▸ **Action item**
Which lines of the material contain the word "When"? Show each one.

▸ **Entries provided**
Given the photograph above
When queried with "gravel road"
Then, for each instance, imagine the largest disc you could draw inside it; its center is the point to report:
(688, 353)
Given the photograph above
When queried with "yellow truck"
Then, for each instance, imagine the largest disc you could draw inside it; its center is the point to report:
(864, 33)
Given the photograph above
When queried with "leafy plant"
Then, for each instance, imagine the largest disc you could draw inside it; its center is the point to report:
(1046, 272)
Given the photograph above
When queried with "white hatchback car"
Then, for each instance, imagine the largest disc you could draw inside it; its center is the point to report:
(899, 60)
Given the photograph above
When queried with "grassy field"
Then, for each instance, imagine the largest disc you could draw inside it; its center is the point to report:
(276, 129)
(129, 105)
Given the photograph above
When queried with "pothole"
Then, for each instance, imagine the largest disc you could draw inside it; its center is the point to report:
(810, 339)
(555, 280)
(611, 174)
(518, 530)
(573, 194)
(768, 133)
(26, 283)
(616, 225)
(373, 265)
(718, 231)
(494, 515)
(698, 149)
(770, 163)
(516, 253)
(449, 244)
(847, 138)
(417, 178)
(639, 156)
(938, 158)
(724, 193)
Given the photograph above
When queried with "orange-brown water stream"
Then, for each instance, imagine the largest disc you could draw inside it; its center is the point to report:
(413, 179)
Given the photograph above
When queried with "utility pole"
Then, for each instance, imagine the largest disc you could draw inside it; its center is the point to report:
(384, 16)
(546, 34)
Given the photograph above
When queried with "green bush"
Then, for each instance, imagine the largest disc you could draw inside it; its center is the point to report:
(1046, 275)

▸ **Output for this exercise**
When queried with "gravel road"
When queried with "yellow truck"
When queried with "leafy plant"
When queried with "white hatchback car"
When queried with "grassy field"
When queried with "pothole"
When queried with "orange-brown water stream"
When queried with "utility pole"
When queried with "green bush"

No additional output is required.